Text section
■ ■ ■ ■

Perhaps you are asking why the pivoting dropped some terms and not
others??
[MH: ] Yes, I think I am... thank you for pointing me to pivots and qr. I guess I was asking how R determines how to order the pivot.
If so, you'll need to look at tmp.glm$qr$pivot or just
qr(model.matrix(~Cl/L,tmp))$pivot and dig through the qr() source codes to
follow the algebra.
[MH: ] I would if I knew how... when I type qr without parentheses, I see:
qr
function (x, ...)
UseMethod("qr")
<environment: namespace:base>
Then I'm stuck.
You do know that the design is not of full rank, right?

■ ■ ■ ■

Data to examine
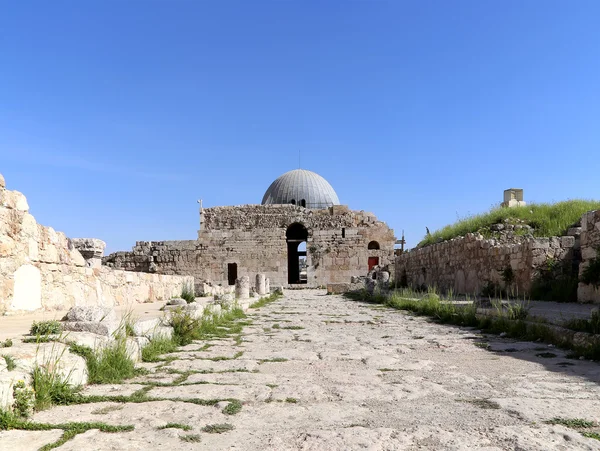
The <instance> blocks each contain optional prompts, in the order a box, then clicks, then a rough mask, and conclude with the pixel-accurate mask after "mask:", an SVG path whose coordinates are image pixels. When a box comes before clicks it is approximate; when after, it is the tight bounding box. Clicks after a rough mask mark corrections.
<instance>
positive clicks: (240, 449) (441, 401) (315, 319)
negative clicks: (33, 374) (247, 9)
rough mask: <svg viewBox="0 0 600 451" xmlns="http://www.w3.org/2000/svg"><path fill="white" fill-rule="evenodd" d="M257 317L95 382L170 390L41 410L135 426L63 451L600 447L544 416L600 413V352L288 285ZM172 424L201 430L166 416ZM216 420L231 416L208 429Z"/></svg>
mask: <svg viewBox="0 0 600 451" xmlns="http://www.w3.org/2000/svg"><path fill="white" fill-rule="evenodd" d="M249 317H250V319H251V320H252V324H251V325H249V326H246V327H245V328H244V330H243V333H242V335H241V337H239V338H236V337H230V338H226V339H220V340H211V341H208V342H196V343H193V344H192V345H189V346H187V347H185V348H182V351H183V352H176V353H173V354H171V355H170V356H169V357H170V358H169V359H167V360H166V361H163V362H158V363H152V364H143V366H145V367H146V368H148V369H149V370H150V371H151V372H150V374H149V375H147V376H142V377H139V378H137V379H135V380H131V381H128V383H124V384H121V385H111V386H102V385H98V386H89V387H87V388H86V389H85V392H86V393H88V394H108V395H130V394H132V393H134V392H136V391H138V390H140V389H145V390H147V396H150V397H154V398H161V400H158V401H151V402H142V403H133V402H127V403H116V402H100V403H94V404H82V405H73V406H65V407H55V408H52V409H50V410H47V411H43V412H40V413H37V414H36V415H35V417H34V418H33V419H34V421H38V422H51V423H59V422H68V421H89V422H92V421H103V422H106V423H109V424H112V425H129V424H131V425H134V426H135V429H134V430H133V431H131V432H120V433H104V432H100V431H98V430H90V431H88V432H85V433H83V434H80V435H77V436H76V437H75V438H73V439H72V440H70V441H68V442H66V443H65V444H64V445H62V446H61V447H59V448H58V449H60V450H63V451H65V450H77V451H80V450H82V449H86V450H87V449H90V450H148V449H177V450H188V449H189V450H192V449H206V450H219V449H237V450H278V451H279V450H319V451H320V450H354V449H373V450H412V449H431V450H439V449H456V450H463V449H486V450H505V449H511V450H512V449H523V450H552V449H557V450H600V441H597V440H594V439H591V438H585V437H583V436H582V435H581V434H580V433H579V432H577V431H574V430H572V429H568V428H566V427H564V426H560V425H549V424H546V423H545V421H546V420H550V419H551V418H554V417H563V418H584V419H587V420H593V421H599V420H600V384H599V383H600V365H598V363H595V362H588V361H579V360H571V359H568V358H566V357H565V353H564V352H563V351H560V350H557V349H555V348H551V347H549V346H547V345H540V344H539V343H530V342H516V341H514V340H505V339H500V338H498V337H493V336H490V337H485V336H482V335H481V334H479V333H478V332H477V331H474V330H469V329H464V328H457V327H453V326H446V325H438V324H434V323H431V322H429V321H428V320H427V319H425V318H419V317H413V316H410V315H407V314H405V313H402V312H399V311H395V310H390V309H387V308H382V307H381V306H377V305H370V304H366V303H361V302H353V301H349V300H346V299H344V298H343V297H341V296H337V295H331V296H327V295H325V292H324V291H322V290H298V291H286V292H285V296H284V297H283V298H282V299H280V300H278V301H276V302H275V303H273V304H270V305H268V306H266V307H263V308H261V309H258V310H252V309H251V310H250V311H249ZM240 338H241V339H240ZM206 344H209V345H211V346H210V347H207V346H205V345H206ZM242 353H243V354H242ZM148 384H150V385H148ZM138 393H139V392H138ZM231 398H235V399H239V400H240V401H241V402H242V403H243V407H242V409H241V411H240V412H239V413H237V414H235V415H227V414H225V413H223V408H224V407H226V406H227V405H228V401H226V399H231ZM202 400H204V401H206V400H212V401H211V403H216V402H217V401H220V402H218V403H217V404H216V405H200V404H202V403H203V401H202ZM168 423H180V424H183V425H187V426H189V427H190V428H191V430H189V431H184V430H181V429H178V428H165V429H160V428H161V427H164V426H165V425H167V424H168ZM215 424H216V425H223V424H227V425H230V426H226V427H221V428H216V429H217V430H218V431H220V432H222V433H210V432H206V431H203V428H205V427H206V426H208V425H215ZM231 427H232V429H230V428H231ZM228 428H229V429H230V430H227V429H228ZM213 429H215V428H213ZM58 437H60V431H43V432H25V431H7V432H0V449H2V450H4V449H7V450H8V449H10V450H30V449H31V450H34V449H38V448H39V447H41V446H43V445H45V444H47V443H50V442H53V441H55V440H56V439H57V438H58Z"/></svg>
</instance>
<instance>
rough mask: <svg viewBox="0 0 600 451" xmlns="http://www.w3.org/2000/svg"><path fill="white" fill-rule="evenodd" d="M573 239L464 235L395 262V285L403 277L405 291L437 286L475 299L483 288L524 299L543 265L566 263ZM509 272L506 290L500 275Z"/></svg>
mask: <svg viewBox="0 0 600 451" xmlns="http://www.w3.org/2000/svg"><path fill="white" fill-rule="evenodd" d="M575 241H576V240H575V237H573V236H563V237H551V238H531V237H515V238H514V239H513V241H512V242H510V243H506V242H500V241H498V240H496V239H485V238H484V237H483V236H482V235H480V234H473V233H470V234H467V235H466V236H464V237H459V238H455V239H452V240H448V241H444V242H441V243H437V244H433V245H430V246H426V247H423V248H419V249H414V250H411V251H409V252H406V253H404V254H402V255H400V256H397V257H396V268H395V271H396V280H398V281H400V280H402V278H403V276H404V275H405V277H406V279H407V282H408V284H409V285H410V286H412V287H414V288H417V287H421V286H433V285H435V286H437V287H438V288H440V289H441V290H443V291H447V290H450V289H451V290H453V292H454V293H456V294H480V293H481V291H482V290H483V289H484V287H486V286H487V285H488V284H495V285H496V286H498V287H500V288H502V289H507V290H510V289H512V290H513V292H515V293H519V294H526V293H528V292H529V290H530V288H531V284H532V281H533V280H534V278H535V277H536V275H537V272H538V268H540V267H541V266H542V265H545V264H546V262H547V261H548V260H549V259H554V260H555V261H566V260H569V259H572V256H573V249H574V247H575ZM507 268H511V269H512V273H513V275H514V282H513V283H512V286H510V287H507V286H506V283H505V280H504V277H503V274H504V271H505V270H506V269H507Z"/></svg>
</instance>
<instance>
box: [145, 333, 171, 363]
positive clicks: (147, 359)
mask: <svg viewBox="0 0 600 451" xmlns="http://www.w3.org/2000/svg"><path fill="white" fill-rule="evenodd" d="M175 350H177V343H176V342H175V341H174V340H173V339H172V338H170V337H156V338H153V339H152V340H150V343H148V345H146V346H144V347H143V348H142V361H144V362H158V356H160V355H162V354H168V353H170V352H173V351H175Z"/></svg>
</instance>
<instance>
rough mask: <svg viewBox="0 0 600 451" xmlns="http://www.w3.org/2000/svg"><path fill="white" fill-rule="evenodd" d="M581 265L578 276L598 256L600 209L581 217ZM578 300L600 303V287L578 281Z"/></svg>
mask: <svg viewBox="0 0 600 451" xmlns="http://www.w3.org/2000/svg"><path fill="white" fill-rule="evenodd" d="M580 239H581V265H580V266H579V277H580V279H581V277H582V275H583V272H584V271H585V269H586V268H587V267H588V266H589V264H590V262H591V261H592V260H593V259H595V258H598V257H600V255H599V253H598V250H599V249H600V210H596V211H590V212H588V213H586V214H584V215H583V217H582V218H581V238H580ZM577 299H578V300H579V302H594V303H600V288H599V287H598V286H595V285H594V284H585V283H583V282H579V286H578V288H577Z"/></svg>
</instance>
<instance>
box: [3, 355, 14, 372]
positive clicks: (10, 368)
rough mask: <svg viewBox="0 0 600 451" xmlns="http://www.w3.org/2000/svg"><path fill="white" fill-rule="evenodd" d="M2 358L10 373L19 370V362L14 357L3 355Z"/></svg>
mask: <svg viewBox="0 0 600 451" xmlns="http://www.w3.org/2000/svg"><path fill="white" fill-rule="evenodd" d="M2 357H3V358H4V362H5V363H6V369H7V370H8V371H12V370H14V369H15V368H17V362H16V361H15V359H14V357H13V356H11V355H3V356H2Z"/></svg>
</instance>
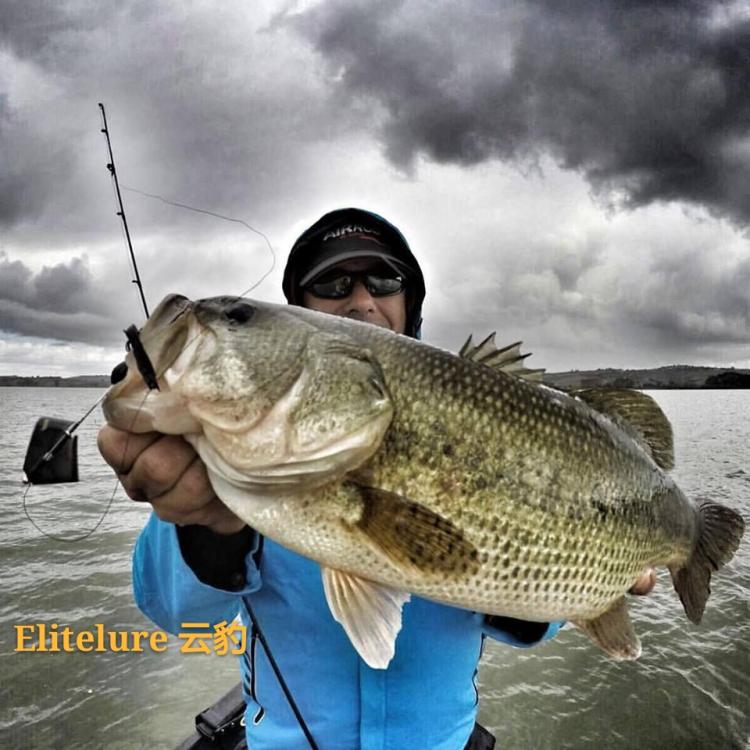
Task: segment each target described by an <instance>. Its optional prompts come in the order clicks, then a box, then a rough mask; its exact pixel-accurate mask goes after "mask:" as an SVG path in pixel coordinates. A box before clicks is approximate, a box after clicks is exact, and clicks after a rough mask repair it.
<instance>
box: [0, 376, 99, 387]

■ ■ ■ ■

Exercise set
1. Write out the part of the forum excerpt starting with "[MH: ] Yes, I" and going on through "Then I'm stuck.", copying it word for word.
2. Return every line of the entries that contains the word "prompts", treating uppercase and lowercase as different.
The forum excerpt and the entries are unrelated material.

Solutions
1.
[MH: ] Yes, I think I am... thank you for pointing me to pivots and qr. I guess I was asking how R determines how to order the pivot.
If so, you'll need to look at tmp.glm$qr$pivot or just
qr(model.matrix(~Cl/L,tmp))$pivot and dig through the qr() source codes to
follow the algebra.
[MH: ] I would if I knew how... when I type qr without parentheses, I see:
qr
function (x, ...)
UseMethod("qr")
<environment: namespace:base>
Then I'm stuck.

2.
The <instance> blocks each contain optional prompts, in the order a box, then clicks, then a rough mask, and conclude with the pixel-accurate mask after "mask:", an SVG path whose coordinates are image pixels. When a box comes before clicks it is approximate; when after, it is the tight bounding box. Clicks after a rough mask mark corrections.
Task: segment each target described by an <instance>. Its optional prompts come in the order clicks, then a box, then a rough mask; its exact pixel-accurate mask goes after "mask:" as an SVG path in pixel coordinates. A box before clicks is approximate, a box after clicks is exact, and clicks after a rough mask repair it.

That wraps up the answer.